## ATIVIDADES
a. No texto sobre a dor e a fé católica, de que falava recentemente o cardeal-patriarca de Lisboa?
b. Enumere todas as palavras e expressões do texto sobre a dor e a fé católica que se escrevem com inicial maiúscula sem estarem no início de uma frase.
c. Transcreva do texto sobre a dor e a fé católica o trecho que vai de "O sofrimento, a" até "essa mesma luz.".

Essa mesma dor, como muitas vezes aprendemos, pode ser, contudo, um sinal de que a vida ainda está em nós, que não se quer deixar eliminar, lutando contras as adversidades, chamando-nos para essa luta

O cardeal-patriarca de Lisboa falava, recentemente, num “paradoxo” na relação entre o catolicismo e a dor humana, afirmando que a Igreja, por um lado, procura mitigar esse sofrimento e, por outro, dá-lhe um sentido sublime e transcendente.

A aproximação do Dia Mundial do Doente recupera, anualmente, a reflexão e também a celebração sobre essa (apenas) aparente contradição: o crente não pode ignorar o sofrimento do outro, no qual reconhece o seu rosto e a face de Deus, ainda que tudo faça para o evitar. A história ensina-nos que a dor é uma marca constante do ser em humanidade. Não se pode fugir dela, mas também não é lícito permanecer impassível, como se não fosse possível ajudar quem sofre.

O que muitos podem ver como fuga à realidade, na referência ao transcendente, é, por parte da doutrina católica, a resposta mais sincera que pode oferecer sobre a existência: como captar a beleza do momento que passa sem ser com a alma aberta ao infinito, mesmo (sobretudo) nos momentos mais duros?

Já uma vez, neste espaço, escrevi sobre o que custa acreditar que o sofrimento tenha um qualquer objetivo purificador, que a vida tenha um propósito para lá deste ‘sem-sentido’ em que a natureza nos reduz a uma terrível insignificância, na sua arbitrariedade.

O sofrimento, a doença que atinge sem olhar a quem, amplificam esse sentimento, até porque, talvez por uma questão cultural, vemos a dor como um castigo, uma perda do estado original de perfeição. Essa mesma dor, como muitas vezes aprendemos, pode ser, contudo, um sinal de que a vida ainda está em nós, que não se quer deixar eliminar, lutando contra as adversidades, chamando-nos para essa luta - e não nos largando enquanto não a ouvirmos...

Muitos, perto ou longe de nós, vivem como se a dor não tivesse fim, como estivesse à espera de uma qualquer brecha para se fazer sentir. Acredito, como diz Leonard Cohen, que há mesmo uma fenda em tudo e que é assim que a luz entra. A fé católica e o seu ensinamento sobre o sofrimento podem ser, para muitos, essa mesma luz.

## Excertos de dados

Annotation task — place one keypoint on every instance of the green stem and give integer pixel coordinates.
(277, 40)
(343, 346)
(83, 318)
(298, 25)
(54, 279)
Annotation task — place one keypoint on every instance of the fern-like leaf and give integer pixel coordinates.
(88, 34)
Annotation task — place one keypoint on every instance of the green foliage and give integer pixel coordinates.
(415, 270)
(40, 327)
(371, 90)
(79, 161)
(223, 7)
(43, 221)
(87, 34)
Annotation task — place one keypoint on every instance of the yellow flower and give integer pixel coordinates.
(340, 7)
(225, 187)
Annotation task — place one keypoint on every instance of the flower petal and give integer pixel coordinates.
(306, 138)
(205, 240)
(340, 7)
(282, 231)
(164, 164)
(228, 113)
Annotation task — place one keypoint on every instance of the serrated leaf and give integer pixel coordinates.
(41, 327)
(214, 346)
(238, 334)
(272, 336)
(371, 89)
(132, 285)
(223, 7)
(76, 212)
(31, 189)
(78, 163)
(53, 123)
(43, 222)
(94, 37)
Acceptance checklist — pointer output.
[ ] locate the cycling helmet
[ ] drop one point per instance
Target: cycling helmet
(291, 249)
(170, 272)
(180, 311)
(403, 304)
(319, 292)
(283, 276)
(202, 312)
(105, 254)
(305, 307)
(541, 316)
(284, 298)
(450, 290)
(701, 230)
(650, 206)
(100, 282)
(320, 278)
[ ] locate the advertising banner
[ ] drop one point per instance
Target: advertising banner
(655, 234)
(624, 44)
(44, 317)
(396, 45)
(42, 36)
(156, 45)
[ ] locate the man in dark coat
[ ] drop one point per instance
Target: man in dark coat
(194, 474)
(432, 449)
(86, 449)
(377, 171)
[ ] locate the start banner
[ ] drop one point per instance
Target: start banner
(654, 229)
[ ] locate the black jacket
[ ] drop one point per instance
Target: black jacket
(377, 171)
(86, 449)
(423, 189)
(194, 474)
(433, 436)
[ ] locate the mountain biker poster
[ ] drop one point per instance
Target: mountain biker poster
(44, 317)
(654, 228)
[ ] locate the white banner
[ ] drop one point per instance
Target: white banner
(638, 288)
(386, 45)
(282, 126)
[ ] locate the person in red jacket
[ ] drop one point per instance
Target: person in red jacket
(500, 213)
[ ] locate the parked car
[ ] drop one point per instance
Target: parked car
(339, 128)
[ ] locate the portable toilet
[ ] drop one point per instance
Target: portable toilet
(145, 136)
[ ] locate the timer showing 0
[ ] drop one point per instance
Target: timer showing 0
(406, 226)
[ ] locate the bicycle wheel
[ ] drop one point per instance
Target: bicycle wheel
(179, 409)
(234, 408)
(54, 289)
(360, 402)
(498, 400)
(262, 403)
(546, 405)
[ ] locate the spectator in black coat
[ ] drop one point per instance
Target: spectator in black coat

## RESPOSTAS
a. Falava num "paradoxo" na relação entre o catolicismo e a dor humana.

b. Lisboa, Igreja, Dia Mundial do Doente, Deus, Leonard Cohen

c.
O sofrimento, a doença que atinge sem olhar a quem, amplificam esse sentimento, até porque, talvez por uma questão cultural, vemos a dor como um castigo, uma perda do estado original de perfeição. Essa mesma dor, como muitas vezes aprendemos, pode ser, contudo, um sinal de que a vida ainda está em nós, que não se quer deixar eliminar, lutando contra as adversidades, chamando-nos para essa luta - e não nos largando enquanto não a ouvirmos...

Muitos, perto ou longe de nós, vivem como se a dor não tivesse fim, como estivesse à espera de uma qualquer brecha para se fazer sentir. Acredito, como diz Leonard Cohen, que há mesmo uma fenda em tudo e que é assim que a luz entra. A fé católica e o seu ensinamento sobre o sofrimento podem ser, para muitos, essa mesma luz.